> **AIM**
Return every line of the material below, copied exactly, from the line containing "Guideline v3.1 — Annotate the white" down to the last line of the material, inclusive. Omit the picture from your answer.
=== DATA RECORDS ===
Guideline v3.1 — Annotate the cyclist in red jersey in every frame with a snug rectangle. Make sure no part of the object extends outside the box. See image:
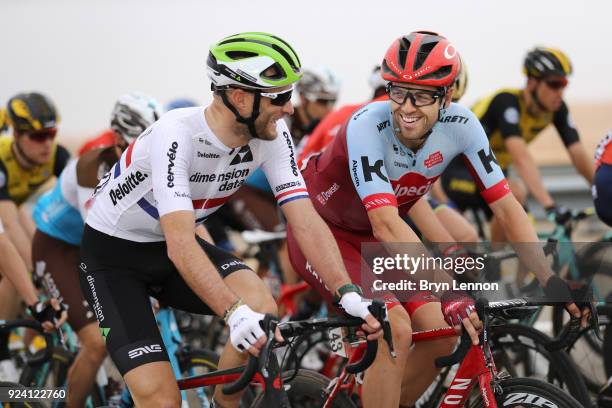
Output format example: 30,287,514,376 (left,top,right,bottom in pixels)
298,66,478,245
287,32,588,407
593,130,612,227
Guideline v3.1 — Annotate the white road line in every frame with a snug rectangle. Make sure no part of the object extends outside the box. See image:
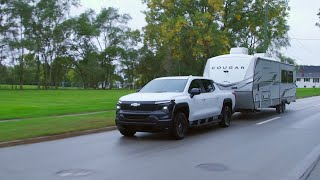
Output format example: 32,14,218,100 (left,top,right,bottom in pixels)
256,117,281,125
===
> **RESPONSE TO THE TASK**
Guideline v3.1 — Annotate the white road line in every frame with a snug rectangle. Make sure no part of the object extends outside the box. See image:
Output format example: 32,14,218,100 (left,top,right,bottom in pixels)
256,117,281,125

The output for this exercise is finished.